■ EXERCISE OBJECTIVE ■
The entries are to be repeated verbatim, with nothing left out.

■ EXTRACTED RECORDS ■

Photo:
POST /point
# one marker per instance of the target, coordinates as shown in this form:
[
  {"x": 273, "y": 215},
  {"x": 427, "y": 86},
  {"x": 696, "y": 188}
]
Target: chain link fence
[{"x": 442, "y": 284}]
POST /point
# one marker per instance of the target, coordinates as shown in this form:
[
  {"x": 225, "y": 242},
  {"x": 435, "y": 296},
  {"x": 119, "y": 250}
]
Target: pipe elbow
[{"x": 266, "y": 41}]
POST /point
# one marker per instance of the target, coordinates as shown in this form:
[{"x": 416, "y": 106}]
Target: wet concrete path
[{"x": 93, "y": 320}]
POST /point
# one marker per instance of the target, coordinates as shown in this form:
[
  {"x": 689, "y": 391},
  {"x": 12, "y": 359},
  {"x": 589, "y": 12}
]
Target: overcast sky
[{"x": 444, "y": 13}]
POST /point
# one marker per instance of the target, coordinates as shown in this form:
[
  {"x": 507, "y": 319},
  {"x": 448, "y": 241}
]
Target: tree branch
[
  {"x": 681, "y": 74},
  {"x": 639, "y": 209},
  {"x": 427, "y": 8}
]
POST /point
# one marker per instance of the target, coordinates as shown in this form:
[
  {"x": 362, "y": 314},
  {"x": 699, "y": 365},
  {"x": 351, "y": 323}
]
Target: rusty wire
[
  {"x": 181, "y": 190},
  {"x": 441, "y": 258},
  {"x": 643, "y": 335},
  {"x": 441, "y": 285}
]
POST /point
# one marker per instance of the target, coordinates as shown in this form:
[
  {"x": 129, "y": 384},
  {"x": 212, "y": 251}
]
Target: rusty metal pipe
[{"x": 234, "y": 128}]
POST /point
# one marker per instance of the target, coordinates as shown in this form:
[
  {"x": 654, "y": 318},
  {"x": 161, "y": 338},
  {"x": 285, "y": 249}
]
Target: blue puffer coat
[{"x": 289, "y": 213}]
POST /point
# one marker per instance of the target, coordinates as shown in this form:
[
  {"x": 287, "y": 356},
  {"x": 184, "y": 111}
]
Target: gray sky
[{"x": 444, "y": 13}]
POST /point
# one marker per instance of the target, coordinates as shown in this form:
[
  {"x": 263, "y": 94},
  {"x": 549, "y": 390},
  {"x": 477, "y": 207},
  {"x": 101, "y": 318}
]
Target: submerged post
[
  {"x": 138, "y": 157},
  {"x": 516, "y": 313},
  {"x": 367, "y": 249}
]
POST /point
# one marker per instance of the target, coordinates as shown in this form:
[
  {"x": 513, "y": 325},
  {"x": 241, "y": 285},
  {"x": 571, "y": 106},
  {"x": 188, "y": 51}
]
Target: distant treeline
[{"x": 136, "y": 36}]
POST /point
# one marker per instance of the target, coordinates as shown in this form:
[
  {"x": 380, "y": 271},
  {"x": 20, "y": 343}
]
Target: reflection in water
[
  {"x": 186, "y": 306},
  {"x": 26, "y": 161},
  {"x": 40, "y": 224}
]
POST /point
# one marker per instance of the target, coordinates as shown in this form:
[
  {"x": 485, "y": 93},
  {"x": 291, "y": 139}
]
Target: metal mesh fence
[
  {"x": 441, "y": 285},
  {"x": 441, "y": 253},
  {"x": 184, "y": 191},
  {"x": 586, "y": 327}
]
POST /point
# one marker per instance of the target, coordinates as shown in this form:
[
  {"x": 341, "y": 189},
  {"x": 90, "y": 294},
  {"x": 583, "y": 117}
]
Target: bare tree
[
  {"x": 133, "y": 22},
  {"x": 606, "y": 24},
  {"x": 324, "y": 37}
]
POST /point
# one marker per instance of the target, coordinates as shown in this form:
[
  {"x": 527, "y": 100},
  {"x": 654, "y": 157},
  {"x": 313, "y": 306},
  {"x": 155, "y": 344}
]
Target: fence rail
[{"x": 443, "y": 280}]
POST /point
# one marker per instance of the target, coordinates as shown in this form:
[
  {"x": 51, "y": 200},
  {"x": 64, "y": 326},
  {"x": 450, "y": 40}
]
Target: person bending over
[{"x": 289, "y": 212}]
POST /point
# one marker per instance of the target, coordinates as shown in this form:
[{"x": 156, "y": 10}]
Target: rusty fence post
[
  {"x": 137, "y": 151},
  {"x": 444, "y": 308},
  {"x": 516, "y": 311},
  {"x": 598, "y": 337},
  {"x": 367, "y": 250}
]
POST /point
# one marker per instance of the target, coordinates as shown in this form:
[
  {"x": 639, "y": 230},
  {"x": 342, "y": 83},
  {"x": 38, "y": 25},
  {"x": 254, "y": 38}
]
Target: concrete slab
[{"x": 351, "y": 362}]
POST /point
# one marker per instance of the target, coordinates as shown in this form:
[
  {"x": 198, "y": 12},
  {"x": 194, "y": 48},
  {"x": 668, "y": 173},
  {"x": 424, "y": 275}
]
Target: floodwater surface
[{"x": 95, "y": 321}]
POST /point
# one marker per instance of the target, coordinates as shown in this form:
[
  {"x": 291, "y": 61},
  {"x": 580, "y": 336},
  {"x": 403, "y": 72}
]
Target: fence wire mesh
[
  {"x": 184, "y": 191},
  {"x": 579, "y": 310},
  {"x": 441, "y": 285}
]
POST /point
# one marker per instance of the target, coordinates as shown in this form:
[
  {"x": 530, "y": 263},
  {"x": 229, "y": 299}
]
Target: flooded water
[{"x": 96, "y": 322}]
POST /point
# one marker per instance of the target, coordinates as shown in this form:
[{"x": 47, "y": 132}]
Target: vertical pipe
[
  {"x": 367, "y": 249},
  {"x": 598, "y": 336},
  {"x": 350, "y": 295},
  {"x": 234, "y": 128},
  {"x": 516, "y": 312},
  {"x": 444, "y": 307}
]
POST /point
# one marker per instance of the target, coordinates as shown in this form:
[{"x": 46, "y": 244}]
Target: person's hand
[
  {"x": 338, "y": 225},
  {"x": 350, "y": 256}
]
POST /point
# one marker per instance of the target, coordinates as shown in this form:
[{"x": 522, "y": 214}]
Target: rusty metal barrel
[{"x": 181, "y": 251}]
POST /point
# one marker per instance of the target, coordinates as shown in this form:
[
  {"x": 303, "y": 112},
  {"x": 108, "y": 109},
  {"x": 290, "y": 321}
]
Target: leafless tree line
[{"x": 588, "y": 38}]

■ REPLY TO THE EXERCISE ■
Photo:
POST /point
# one marker per instance of the target, coordinates as shown in this form:
[
  {"x": 273, "y": 215},
  {"x": 427, "y": 86},
  {"x": 696, "y": 188}
]
Target: chain link fence
[{"x": 442, "y": 284}]
POST /point
# one marker per instance of the target, coordinates as shown in this form:
[
  {"x": 225, "y": 242},
  {"x": 435, "y": 296},
  {"x": 119, "y": 250}
]
Target: pipe elbow
[{"x": 266, "y": 41}]
POST /point
# one marker per instance of the target, coordinates as shown in this form:
[{"x": 416, "y": 106}]
Target: wet concrete path
[{"x": 93, "y": 320}]
POST /point
# one marker per instance of the target, coordinates as shown in this form:
[
  {"x": 689, "y": 391},
  {"x": 12, "y": 359},
  {"x": 589, "y": 12}
]
Target: overcast sky
[{"x": 444, "y": 13}]
POST /point
# one marker per instance of the target, coordinates as shown in this form:
[
  {"x": 507, "y": 319},
  {"x": 448, "y": 241}
]
Target: tree branch
[
  {"x": 681, "y": 74},
  {"x": 639, "y": 209},
  {"x": 427, "y": 8}
]
POST /point
# one marker per instance of the target, coordinates as shown in this form:
[
  {"x": 362, "y": 314},
  {"x": 699, "y": 365},
  {"x": 351, "y": 323}
]
Target: rusty wire
[
  {"x": 181, "y": 190},
  {"x": 441, "y": 258},
  {"x": 643, "y": 335},
  {"x": 441, "y": 285}
]
POST /point
# one marker per instance of the target, coordinates as shown in this form:
[
  {"x": 129, "y": 384},
  {"x": 212, "y": 251}
]
Target: rusty metal pipe
[{"x": 234, "y": 128}]
POST /point
# one marker per instance of the target, coordinates as shown in this form:
[
  {"x": 654, "y": 318},
  {"x": 161, "y": 338},
  {"x": 285, "y": 249}
]
Target: blue puffer coat
[{"x": 289, "y": 213}]
POST /point
# one marker per instance of the target, coordinates as shown in this form:
[
  {"x": 287, "y": 356},
  {"x": 184, "y": 111}
]
Target: gray sky
[{"x": 444, "y": 13}]
POST /point
# one marker per instance of the target, coordinates as shown in this form:
[
  {"x": 263, "y": 94},
  {"x": 549, "y": 390},
  {"x": 477, "y": 207},
  {"x": 101, "y": 318}
]
Target: submerged post
[
  {"x": 138, "y": 157},
  {"x": 516, "y": 313},
  {"x": 367, "y": 249}
]
POST /point
# one marker per instance of the target, coordinates as shown in this form:
[
  {"x": 513, "y": 325},
  {"x": 241, "y": 285},
  {"x": 571, "y": 106},
  {"x": 188, "y": 51}
]
Target: distant treeline
[{"x": 136, "y": 36}]
POST /point
# one marker per instance of the target, coordinates as shown in this form:
[
  {"x": 380, "y": 271},
  {"x": 20, "y": 343}
]
Target: reflection in water
[
  {"x": 186, "y": 306},
  {"x": 26, "y": 161},
  {"x": 40, "y": 224}
]
POST /point
# one marker per instance of the target, coordinates as shown in this form:
[
  {"x": 485, "y": 93},
  {"x": 291, "y": 139}
]
Target: metal mesh fence
[
  {"x": 441, "y": 285},
  {"x": 441, "y": 253},
  {"x": 184, "y": 191},
  {"x": 586, "y": 327}
]
POST /point
# one marker per instance of the target, coordinates as shown in this form:
[
  {"x": 341, "y": 189},
  {"x": 90, "y": 294},
  {"x": 583, "y": 117}
]
Target: bare tree
[
  {"x": 133, "y": 22},
  {"x": 606, "y": 24},
  {"x": 324, "y": 37}
]
POST /point
# one marker per instance of the target, coordinates as shown in this form:
[
  {"x": 527, "y": 100},
  {"x": 654, "y": 157},
  {"x": 313, "y": 306},
  {"x": 155, "y": 344}
]
Target: fence rail
[{"x": 443, "y": 280}]
POST /point
# one marker per instance of the target, coordinates as shown in this form:
[
  {"x": 51, "y": 200},
  {"x": 64, "y": 326},
  {"x": 450, "y": 40}
]
Target: person bending over
[{"x": 289, "y": 212}]
POST /point
# one marker per instance of the target, coordinates as shown in this form:
[{"x": 156, "y": 10}]
Target: rusty fence post
[
  {"x": 137, "y": 151},
  {"x": 444, "y": 308},
  {"x": 516, "y": 311},
  {"x": 598, "y": 337},
  {"x": 367, "y": 250}
]
POST /point
# one marker per instance of the target, coordinates as shown in this form:
[
  {"x": 639, "y": 230},
  {"x": 342, "y": 83},
  {"x": 38, "y": 25},
  {"x": 254, "y": 38}
]
Target: concrete slab
[{"x": 351, "y": 362}]
POST /point
# one marker per instance of the target, coordinates as shown in this form:
[
  {"x": 198, "y": 12},
  {"x": 194, "y": 48},
  {"x": 668, "y": 173},
  {"x": 424, "y": 275}
]
Target: floodwater surface
[{"x": 95, "y": 321}]
POST /point
# one marker per instance of the target, coordinates as shown in this form:
[
  {"x": 291, "y": 61},
  {"x": 580, "y": 336},
  {"x": 403, "y": 72}
]
Target: fence wire mesh
[
  {"x": 184, "y": 191},
  {"x": 579, "y": 310},
  {"x": 441, "y": 285}
]
POST /point
# one marker per instance of the target, coordinates as shown in this form:
[
  {"x": 530, "y": 263},
  {"x": 229, "y": 299}
]
Target: flooded water
[{"x": 96, "y": 322}]
POST /point
# one marker per instance of the target, coordinates as shown in this form:
[{"x": 47, "y": 132}]
Target: vertical pipe
[
  {"x": 367, "y": 249},
  {"x": 598, "y": 336},
  {"x": 350, "y": 295},
  {"x": 234, "y": 128},
  {"x": 516, "y": 312},
  {"x": 444, "y": 307}
]
POST /point
# one marker per instance of the target, coordinates as shown in this form:
[{"x": 46, "y": 244}]
Target: person's hand
[
  {"x": 338, "y": 225},
  {"x": 350, "y": 256}
]
POST /point
# one marker per instance of the target, coordinates as shown in this form:
[{"x": 522, "y": 214}]
Target: rusty metal barrel
[{"x": 181, "y": 251}]
POST /point
# one marker per instance of the target, coordinates as shown in this form:
[
  {"x": 303, "y": 112},
  {"x": 108, "y": 109},
  {"x": 290, "y": 321}
]
Target: leafless tree line
[{"x": 588, "y": 38}]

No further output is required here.